Copy the entries word for word, from the line containing "spot the jacket zipper." down to the last of the entries, including both ends. Leave the pictures out of your copy.
* Begin INFORMATION GIVEN *
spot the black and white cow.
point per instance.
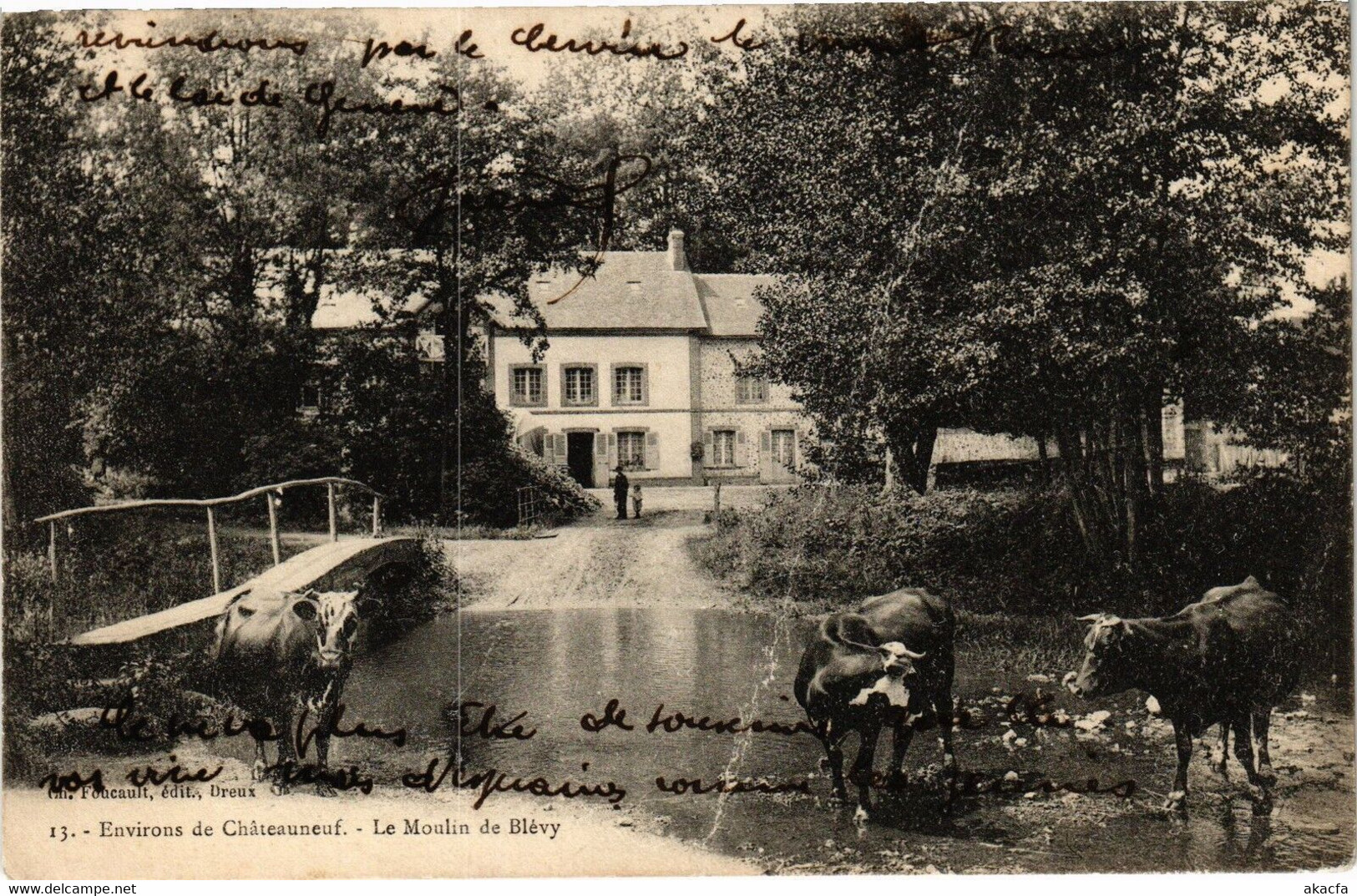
(889, 663)
(278, 653)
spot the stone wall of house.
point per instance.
(752, 423)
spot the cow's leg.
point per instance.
(256, 772)
(1263, 718)
(1182, 739)
(835, 759)
(286, 748)
(1243, 746)
(900, 737)
(1218, 757)
(861, 772)
(325, 722)
(942, 705)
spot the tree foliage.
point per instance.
(1048, 231)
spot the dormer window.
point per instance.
(629, 384)
(751, 390)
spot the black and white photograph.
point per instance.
(592, 442)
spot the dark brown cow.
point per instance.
(1226, 660)
(278, 653)
(888, 663)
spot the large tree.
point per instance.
(1048, 231)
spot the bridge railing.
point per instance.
(271, 493)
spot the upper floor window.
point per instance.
(527, 384)
(751, 390)
(580, 386)
(629, 384)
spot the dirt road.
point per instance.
(601, 561)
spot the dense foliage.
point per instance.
(1007, 550)
(163, 264)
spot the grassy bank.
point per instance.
(1011, 561)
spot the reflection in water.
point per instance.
(557, 666)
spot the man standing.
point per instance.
(619, 493)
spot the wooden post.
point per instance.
(273, 529)
(52, 547)
(212, 546)
(334, 529)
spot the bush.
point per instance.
(490, 486)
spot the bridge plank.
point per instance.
(297, 573)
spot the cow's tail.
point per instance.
(850, 630)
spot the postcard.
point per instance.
(706, 440)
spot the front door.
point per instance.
(580, 458)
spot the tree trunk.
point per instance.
(914, 453)
(924, 443)
(1074, 464)
(1152, 436)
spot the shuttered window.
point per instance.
(629, 386)
(631, 451)
(527, 386)
(580, 386)
(723, 448)
(751, 390)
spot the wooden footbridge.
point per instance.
(336, 565)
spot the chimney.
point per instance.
(677, 260)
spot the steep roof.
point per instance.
(630, 291)
(731, 304)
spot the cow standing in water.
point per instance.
(278, 653)
(888, 663)
(1228, 660)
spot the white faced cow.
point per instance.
(1228, 660)
(888, 663)
(278, 653)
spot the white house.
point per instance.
(641, 370)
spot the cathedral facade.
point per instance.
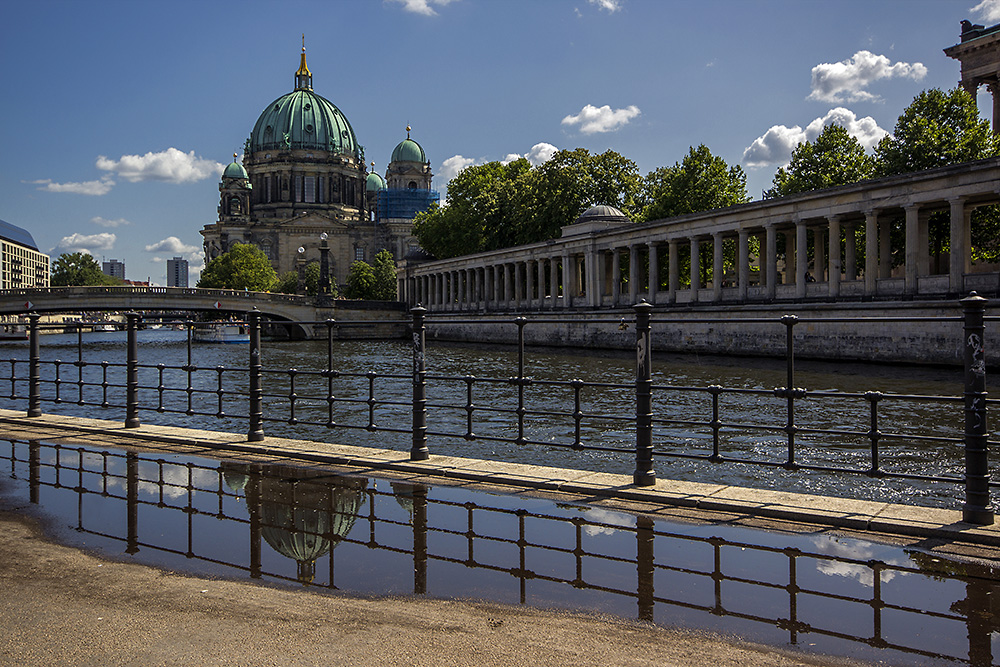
(303, 184)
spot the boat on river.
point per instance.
(221, 332)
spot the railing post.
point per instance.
(34, 371)
(419, 450)
(132, 370)
(644, 474)
(256, 431)
(977, 472)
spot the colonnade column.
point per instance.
(801, 258)
(695, 266)
(912, 248)
(673, 280)
(616, 277)
(717, 269)
(958, 264)
(871, 252)
(654, 271)
(567, 294)
(633, 274)
(850, 252)
(743, 263)
(834, 263)
(771, 245)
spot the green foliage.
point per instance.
(244, 266)
(936, 130)
(699, 182)
(384, 271)
(834, 158)
(360, 281)
(79, 268)
(494, 205)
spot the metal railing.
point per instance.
(650, 570)
(642, 419)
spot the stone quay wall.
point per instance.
(868, 336)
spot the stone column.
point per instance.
(717, 270)
(616, 277)
(743, 263)
(801, 259)
(791, 271)
(633, 274)
(695, 272)
(529, 282)
(771, 253)
(507, 285)
(819, 255)
(912, 248)
(834, 263)
(850, 252)
(871, 252)
(654, 271)
(674, 279)
(885, 251)
(958, 263)
(567, 294)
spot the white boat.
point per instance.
(221, 332)
(13, 332)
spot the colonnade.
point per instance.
(868, 242)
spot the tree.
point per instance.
(494, 205)
(834, 158)
(79, 268)
(384, 273)
(360, 281)
(699, 182)
(288, 283)
(566, 185)
(936, 130)
(243, 267)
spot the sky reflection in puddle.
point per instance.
(303, 525)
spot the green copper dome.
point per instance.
(303, 119)
(409, 151)
(235, 170)
(374, 182)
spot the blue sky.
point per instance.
(119, 116)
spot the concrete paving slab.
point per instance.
(665, 495)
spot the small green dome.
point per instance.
(374, 182)
(235, 170)
(303, 119)
(409, 151)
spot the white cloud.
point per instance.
(541, 153)
(610, 6)
(453, 165)
(775, 146)
(593, 119)
(174, 245)
(847, 80)
(95, 188)
(104, 222)
(170, 166)
(988, 10)
(87, 243)
(423, 7)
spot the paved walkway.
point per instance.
(855, 515)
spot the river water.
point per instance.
(919, 434)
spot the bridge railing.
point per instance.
(648, 418)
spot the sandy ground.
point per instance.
(61, 606)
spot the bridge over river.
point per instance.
(305, 316)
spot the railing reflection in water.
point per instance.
(649, 418)
(392, 537)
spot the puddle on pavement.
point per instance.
(301, 526)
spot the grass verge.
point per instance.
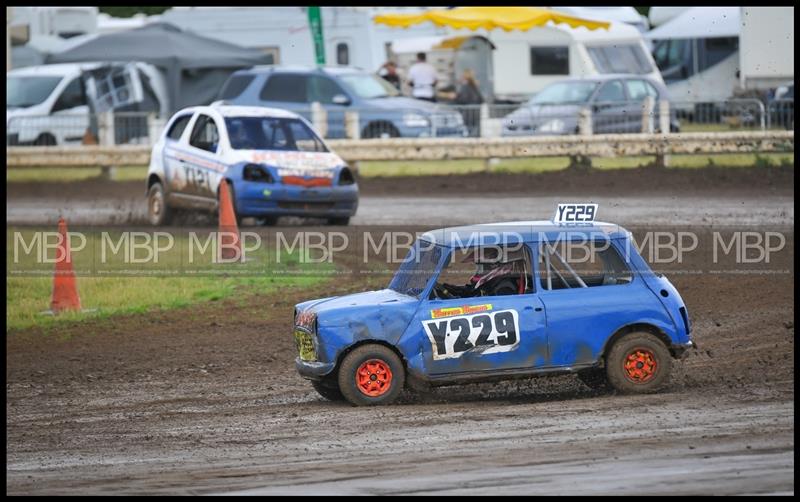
(445, 167)
(111, 283)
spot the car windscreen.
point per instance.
(417, 269)
(22, 92)
(620, 58)
(270, 133)
(367, 86)
(563, 93)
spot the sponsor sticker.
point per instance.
(463, 310)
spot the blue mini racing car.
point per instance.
(500, 301)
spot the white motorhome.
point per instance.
(524, 62)
(709, 54)
(54, 104)
(766, 47)
(619, 14)
(351, 37)
(698, 53)
(450, 56)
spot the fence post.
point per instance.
(484, 120)
(351, 125)
(153, 128)
(664, 126)
(581, 161)
(319, 118)
(585, 122)
(648, 109)
(106, 137)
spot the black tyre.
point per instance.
(380, 130)
(638, 363)
(343, 221)
(371, 375)
(158, 211)
(328, 390)
(595, 379)
(267, 221)
(45, 139)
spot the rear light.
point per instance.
(346, 177)
(257, 173)
(685, 318)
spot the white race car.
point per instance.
(274, 162)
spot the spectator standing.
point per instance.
(388, 71)
(469, 95)
(423, 80)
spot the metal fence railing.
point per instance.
(84, 129)
(438, 120)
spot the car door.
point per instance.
(638, 90)
(288, 91)
(334, 99)
(483, 333)
(588, 291)
(70, 113)
(202, 165)
(611, 111)
(174, 153)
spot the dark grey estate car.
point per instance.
(615, 102)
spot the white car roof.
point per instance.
(58, 70)
(243, 111)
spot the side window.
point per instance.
(205, 134)
(176, 131)
(581, 264)
(611, 92)
(549, 60)
(285, 88)
(71, 96)
(236, 86)
(486, 271)
(322, 89)
(627, 58)
(304, 139)
(342, 53)
(638, 90)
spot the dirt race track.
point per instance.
(206, 400)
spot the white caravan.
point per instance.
(525, 62)
(351, 37)
(54, 104)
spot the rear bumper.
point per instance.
(285, 200)
(313, 370)
(679, 350)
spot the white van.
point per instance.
(54, 104)
(524, 62)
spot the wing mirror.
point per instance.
(341, 99)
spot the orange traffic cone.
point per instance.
(230, 244)
(65, 294)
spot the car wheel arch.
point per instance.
(380, 125)
(369, 341)
(634, 328)
(154, 178)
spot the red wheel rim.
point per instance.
(374, 378)
(640, 365)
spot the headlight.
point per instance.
(415, 120)
(555, 125)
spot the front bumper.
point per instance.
(313, 370)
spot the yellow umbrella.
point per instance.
(507, 18)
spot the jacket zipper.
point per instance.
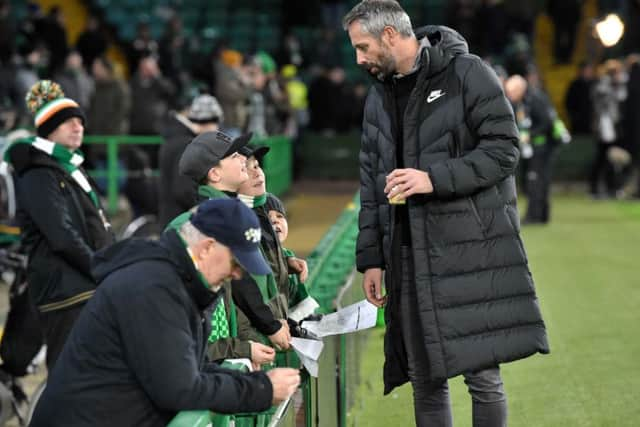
(457, 151)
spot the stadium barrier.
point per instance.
(334, 283)
(277, 165)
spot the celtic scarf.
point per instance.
(219, 323)
(253, 201)
(69, 160)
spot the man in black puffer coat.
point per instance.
(460, 296)
(59, 211)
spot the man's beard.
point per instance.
(385, 67)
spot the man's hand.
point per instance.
(282, 338)
(407, 182)
(285, 382)
(261, 354)
(298, 266)
(372, 286)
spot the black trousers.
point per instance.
(432, 406)
(538, 184)
(602, 168)
(57, 325)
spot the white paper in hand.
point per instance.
(309, 352)
(355, 317)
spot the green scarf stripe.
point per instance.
(211, 193)
(253, 201)
(69, 160)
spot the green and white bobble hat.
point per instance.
(50, 107)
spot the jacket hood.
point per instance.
(124, 253)
(446, 44)
(447, 40)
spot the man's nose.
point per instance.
(236, 273)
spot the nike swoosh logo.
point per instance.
(435, 95)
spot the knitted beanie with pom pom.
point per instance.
(50, 107)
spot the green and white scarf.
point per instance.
(253, 201)
(70, 162)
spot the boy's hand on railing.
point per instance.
(282, 338)
(261, 354)
(298, 266)
(372, 286)
(285, 382)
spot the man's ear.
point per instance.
(214, 175)
(203, 247)
(389, 35)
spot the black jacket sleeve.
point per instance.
(161, 352)
(40, 194)
(369, 244)
(247, 297)
(490, 120)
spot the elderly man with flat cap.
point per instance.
(136, 356)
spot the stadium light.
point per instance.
(610, 30)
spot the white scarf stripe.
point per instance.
(81, 180)
(247, 200)
(44, 145)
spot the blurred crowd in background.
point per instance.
(306, 81)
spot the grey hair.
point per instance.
(190, 234)
(374, 15)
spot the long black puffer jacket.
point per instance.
(61, 229)
(476, 296)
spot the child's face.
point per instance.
(280, 225)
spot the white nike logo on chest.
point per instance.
(435, 94)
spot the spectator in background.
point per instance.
* End INFORMATION GIVEN *
### CORRECT OUTPUT
spot the jacket zipper.
point per instance.
(457, 151)
spot the stadium barrier.
point per instance.
(334, 283)
(277, 165)
spot the celtic scarf.
point per instance.
(219, 323)
(253, 201)
(69, 160)
spot the man in black puffer coat.
point per instance.
(460, 296)
(59, 211)
spot the man's beard.
point per instance.
(385, 67)
spot the man's hand.
point per instance.
(282, 338)
(407, 182)
(285, 382)
(261, 354)
(298, 266)
(372, 286)
spot the black trousers.
point per instance.
(432, 406)
(538, 184)
(602, 168)
(57, 325)
spot the white paper in hand.
point per instance.
(309, 352)
(355, 317)
spot the green scarf stripe.
point per instance.
(211, 193)
(253, 201)
(69, 160)
spot the green and white bobble hat.
point per instance.
(50, 107)
spot the jacket hood.
point per instance.
(124, 253)
(446, 44)
(447, 40)
spot the man's nose.
point per instance.
(236, 273)
spot the nike swoosh logo.
point per instance.
(435, 95)
spot the knitted beanie with pom pom.
point per instance.
(50, 107)
spot the green and white scarf.
point per instance.
(253, 201)
(70, 162)
spot the boy's hand on railing.
point per instance.
(282, 338)
(261, 354)
(298, 266)
(372, 286)
(285, 382)
spot the man's ear.
point per instance.
(214, 175)
(203, 247)
(389, 35)
spot the black jacket sleeve.
point per instance.
(161, 352)
(40, 194)
(369, 244)
(247, 297)
(490, 120)
spot the elderly man with flat cap.
point per instance.
(136, 356)
spot the stadium light.
point per instance.
(610, 30)
spot the white scarf stripe.
point per instance.
(81, 180)
(247, 200)
(44, 145)
spot the blurred crowd in background.
point per instance.
(306, 81)
spot the grey hair.
point per instance.
(190, 234)
(374, 15)
spot the long black puffer jacket.
point per instance.
(61, 229)
(476, 296)
spot the child's face.
point per instance.
(280, 225)
spot the white nike logo on chest.
point per instance.
(435, 94)
spot the spectator in background.
point per instance.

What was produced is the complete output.